===== Excerpt provided =====
2209. Robert Southey to William Peachy, 22 January 1813

2209. Robert Southey to William Peachy, 22 January 1813 *
Keswick. Jany. 22. 1813.
My dear Sir
I have been very desirous of thanking you & Mrs Peachy for some excellent brawn, & for want of any certain direction was about to address my letter x to Bury, with a sort of roving-commission upon the cover, by virtue of which it might have hunted you out; – when luckily the desired information has reached me thro a very unexpected channel. On Monday I met Calvert at Lord Sunderlin’s, & he had heard of you from Mr Spence. [1] I should have written the next day, but delayed it till this evening that I might give you some account of our Keswick gaieties in the preter perfect tense, rather than in the future, – for yesterday we had a grand entertainment at Derwent Bank.
Lord Sunderlin to lighten a few of the weary hours which his poor sister [2] passes, caught hold of the players on his return from Ireland, just as they were packing off from a most unsuccessful campaign in this little town. The drawing room which had luckily in the Pocklington fashion [3] a door at either end, – & more luckily still a back-stairs communication, made a better theatre, than any of the alehouses or barns in the country could have supplied. They had respectable scenery, & Miss Barker ornamented the room with festoons of evergreens & artificial flowers, which had a very beautiful effect pleasing effect. Ours you know xx is but a scanty neighbourhood at all times, – the good-natured old Lord however invited every person with whom he had any xxxx intercourse, – & we mustered about fifty persons besides some dozen or score of children to see Romeo & Juliet & No Song No Supper. [4] Romeo was the best bad actor I ever saw, – that is he was the very worst, & in these cases you know the worse the better. To add to his other accomplishments, the compa he had indulged a little too freely in my Lords kitchen, & was in liquor as well as in love. The company were in good humour & the players, never perhaps before having been either so well paid or so well fed were in high spirits. – The upstairs entertainment concluded with God save the King in full chorus. We then went down to a cold supper – which did honour to the good things of Ireland, & to Ld S’s good housekeeper, – who it seems when he was setting out from for England stuffed his carriage so full of good things, that she hardly left room for himself. There were two long tables in the dining room, – the children had their feast in the room within (Lord S’s bed-chamber) – & the players & servants made merry the while in the kitchen. We broke up about one o clock.
=====
## Written problem A
Rewrite the letter from "2209. Robert Southey to William Peachy, 22 January 1813 *" up to and including "at Derwent Bank.", putting "ham" in place of "brawn".
===== Provided records =====
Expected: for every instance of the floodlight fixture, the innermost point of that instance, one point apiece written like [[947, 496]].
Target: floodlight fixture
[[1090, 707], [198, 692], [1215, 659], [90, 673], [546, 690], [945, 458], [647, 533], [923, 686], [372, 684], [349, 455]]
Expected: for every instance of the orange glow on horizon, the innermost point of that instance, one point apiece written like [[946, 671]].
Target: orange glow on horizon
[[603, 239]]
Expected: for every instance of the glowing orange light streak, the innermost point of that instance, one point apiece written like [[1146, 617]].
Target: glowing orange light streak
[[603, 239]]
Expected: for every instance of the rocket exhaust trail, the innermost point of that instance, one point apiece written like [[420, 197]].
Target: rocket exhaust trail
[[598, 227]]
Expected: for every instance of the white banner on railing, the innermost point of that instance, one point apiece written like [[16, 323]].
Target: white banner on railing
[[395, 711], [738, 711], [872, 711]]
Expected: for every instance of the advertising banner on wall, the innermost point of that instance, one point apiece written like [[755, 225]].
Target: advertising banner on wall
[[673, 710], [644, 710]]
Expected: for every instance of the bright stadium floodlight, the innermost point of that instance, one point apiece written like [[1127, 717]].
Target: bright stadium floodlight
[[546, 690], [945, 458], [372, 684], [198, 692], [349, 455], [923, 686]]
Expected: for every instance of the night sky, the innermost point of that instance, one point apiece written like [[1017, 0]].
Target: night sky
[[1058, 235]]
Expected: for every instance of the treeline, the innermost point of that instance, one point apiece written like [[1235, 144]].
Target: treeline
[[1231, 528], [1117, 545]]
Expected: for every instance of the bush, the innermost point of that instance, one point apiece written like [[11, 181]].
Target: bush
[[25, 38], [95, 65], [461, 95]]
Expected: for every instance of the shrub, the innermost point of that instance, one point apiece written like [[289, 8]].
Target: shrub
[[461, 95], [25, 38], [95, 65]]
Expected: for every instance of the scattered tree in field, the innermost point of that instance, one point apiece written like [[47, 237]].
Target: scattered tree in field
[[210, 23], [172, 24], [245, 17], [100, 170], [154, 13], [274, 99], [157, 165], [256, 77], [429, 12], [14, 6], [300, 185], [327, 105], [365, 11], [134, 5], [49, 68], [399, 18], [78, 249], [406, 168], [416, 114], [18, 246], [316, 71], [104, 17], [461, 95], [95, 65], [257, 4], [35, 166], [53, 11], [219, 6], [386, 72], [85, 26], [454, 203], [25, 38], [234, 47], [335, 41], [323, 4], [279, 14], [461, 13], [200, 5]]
=====
## Written problem B
Pull out the lines of the records from the line with "Expected: for every instance of the bright" up to and including the line with "455], [923, 686]]", and copy them without any change.

## Exercise solution A
2209. Robert Southey to William Peachy, 22 January 1813 *
Keswick. Jany. 22. 1813.
My dear Sir
I have been very desirous of thanking you & Mrs Peachy for some excellent ham, & for want of any certain direction was about to address my letter x to Bury, with a sort of roving-commission upon the cover, by virtue of which it might have hunted you out; – when luckily the desired information has reached me thro a very unexpected channel. On Monday I met Calvert at Lord Sunderlin’s, & he had heard of you from Mr Spence. [1] I should have written the next day, but delayed it till this evening that I might give you some account of our Keswick gaieties in the preter perfect tense, rather than in the future, – for yesterday we had a grand entertainment at Derwent Bank.

## Exercise solution B
Expected: for every instance of the bright stadium floodlight, the innermost point of that instance, one point apiece written like [[1127, 717]].
Target: bright stadium floodlight
[[546, 690], [945, 458], [372, 684], [198, 692], [349, 455], [923, 686]]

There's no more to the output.